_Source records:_
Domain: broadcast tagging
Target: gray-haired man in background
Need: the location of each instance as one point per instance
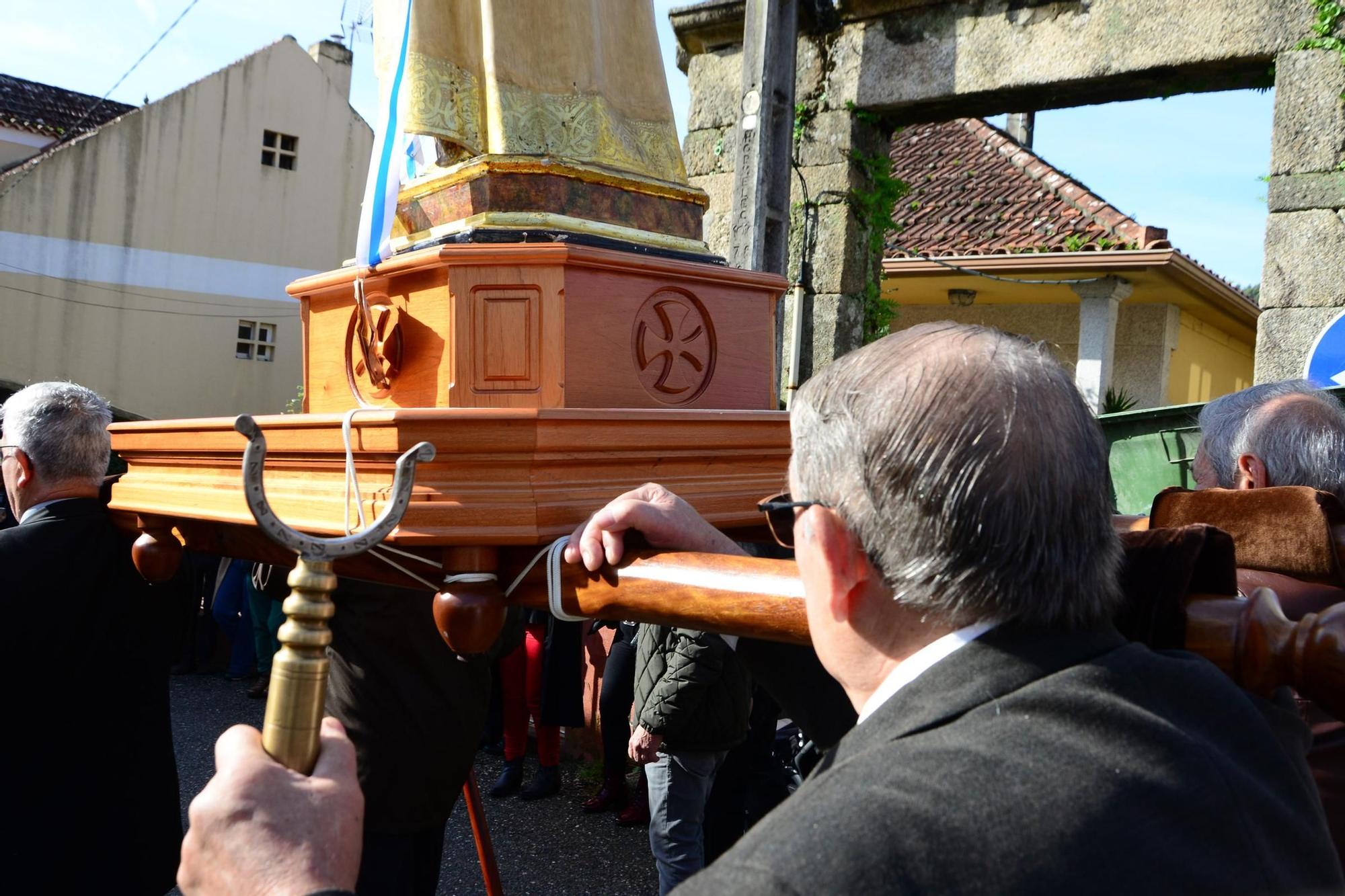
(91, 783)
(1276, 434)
==
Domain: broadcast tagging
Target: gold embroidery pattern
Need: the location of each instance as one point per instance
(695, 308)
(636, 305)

_Direction:_ Count how many of the lines in the source records contain the word "Target", treating uppercase and lowercase letters as different, and reply with the number only.

_Solution to this exercise:_ 2